Segment Start: DATA RECORDS

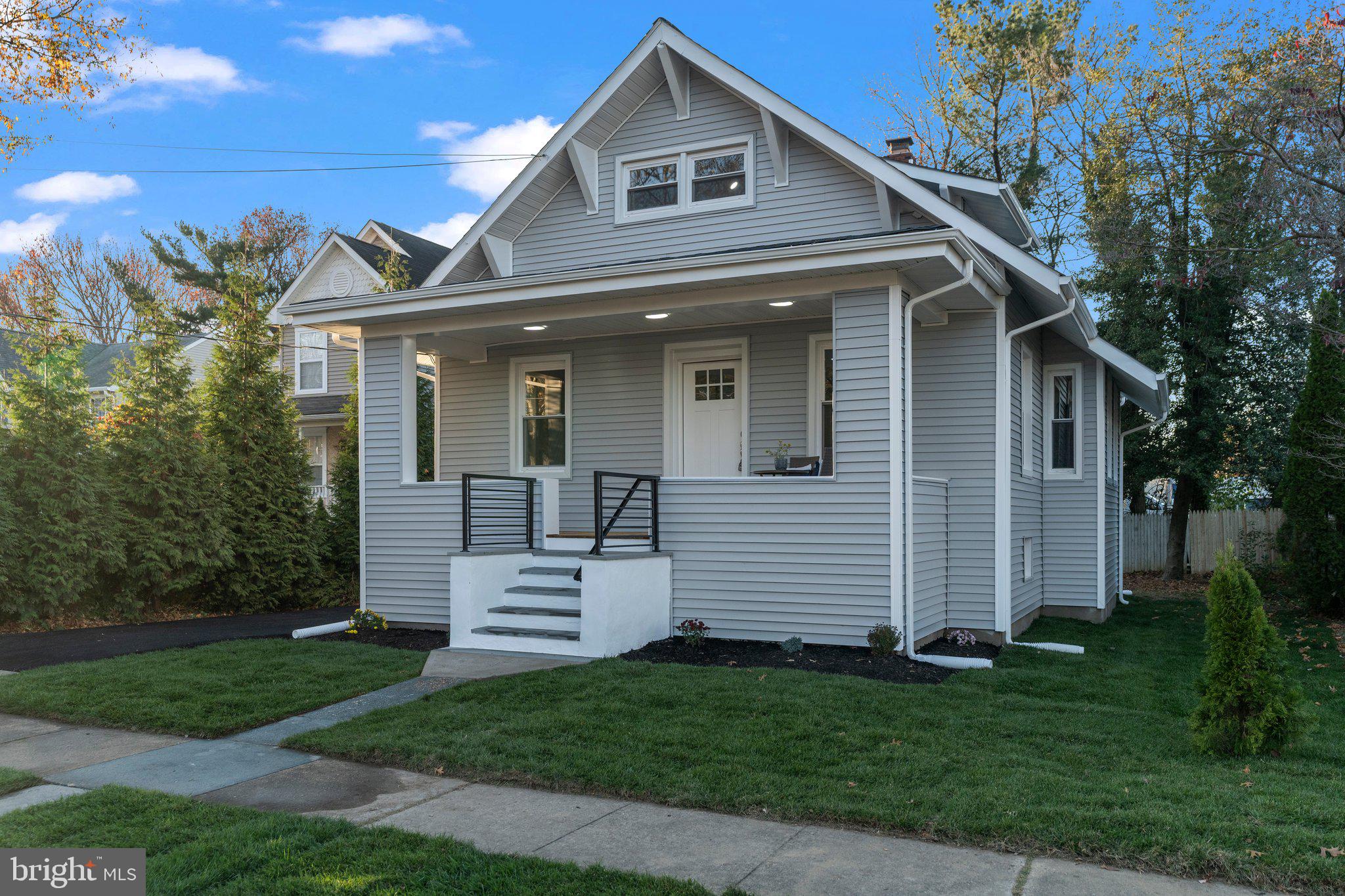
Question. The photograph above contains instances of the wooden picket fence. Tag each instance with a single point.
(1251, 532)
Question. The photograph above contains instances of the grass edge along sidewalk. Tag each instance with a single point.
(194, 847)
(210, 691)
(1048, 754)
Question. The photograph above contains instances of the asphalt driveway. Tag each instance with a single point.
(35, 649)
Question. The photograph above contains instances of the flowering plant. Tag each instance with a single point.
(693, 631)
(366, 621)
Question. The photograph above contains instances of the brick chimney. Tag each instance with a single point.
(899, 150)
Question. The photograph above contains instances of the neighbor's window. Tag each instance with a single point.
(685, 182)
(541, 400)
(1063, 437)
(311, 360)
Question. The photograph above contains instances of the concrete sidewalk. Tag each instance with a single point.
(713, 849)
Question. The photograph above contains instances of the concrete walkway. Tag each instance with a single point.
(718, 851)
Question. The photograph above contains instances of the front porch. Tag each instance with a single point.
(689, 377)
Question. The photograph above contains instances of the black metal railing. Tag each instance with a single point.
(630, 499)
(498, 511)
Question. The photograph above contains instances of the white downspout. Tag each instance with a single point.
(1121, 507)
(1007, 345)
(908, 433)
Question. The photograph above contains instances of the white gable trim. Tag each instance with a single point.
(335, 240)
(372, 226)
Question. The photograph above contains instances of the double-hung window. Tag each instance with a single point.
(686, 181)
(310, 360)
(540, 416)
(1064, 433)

Segment End: DATA RECORDS

*WORK INSTRUCTION*
Please output all of the entries above exactly, but without any picture.

*RESULT OF THE EXERCISE*
Question. The photograph above contains instances of the wooden picket fence. Tag each instance with a single point.
(1251, 532)
Question. The photograph above contains instances of the grass edge along sidewalk. Tag each instance with a single point.
(194, 847)
(210, 691)
(1048, 754)
Question. The photograph above contains instances of the asphalt driveway. Tag each instance with a single point.
(35, 649)
Question. The photograph above contains instances of the flowering plant. Tag each instance with a single point.
(693, 631)
(366, 621)
Question. The photograph above contains instances of the brick chimney. Tag each instance with a single point.
(899, 150)
Question. The photograph above contains instances of the neighbor's window. Tag each instance with a single point.
(685, 182)
(541, 400)
(1063, 437)
(311, 360)
Question. The photograph above contains instances of the concrete sidewalk. Tag each instance with a single point.
(713, 849)
Question. The photograph above contains instances of the concrete walkway. Tag each instance with a single point.
(718, 851)
Question. The photograph above contains instances of the front porch. Tag each instance with a single point.
(689, 377)
Question. The photograph above contains instances of the black metal railing. Tag each instance with a single point.
(630, 499)
(498, 511)
Question. The photograph above contains instances of the white downspout. Tag each instance with a single point.
(1121, 507)
(1007, 345)
(908, 433)
Question. The photograph above contains instances of the white gable trim. Tag each instance with a single point.
(335, 240)
(372, 226)
Question. The photograph above contains instances of the double-hung window. Tag each instance with a single point.
(686, 181)
(310, 360)
(540, 416)
(1064, 433)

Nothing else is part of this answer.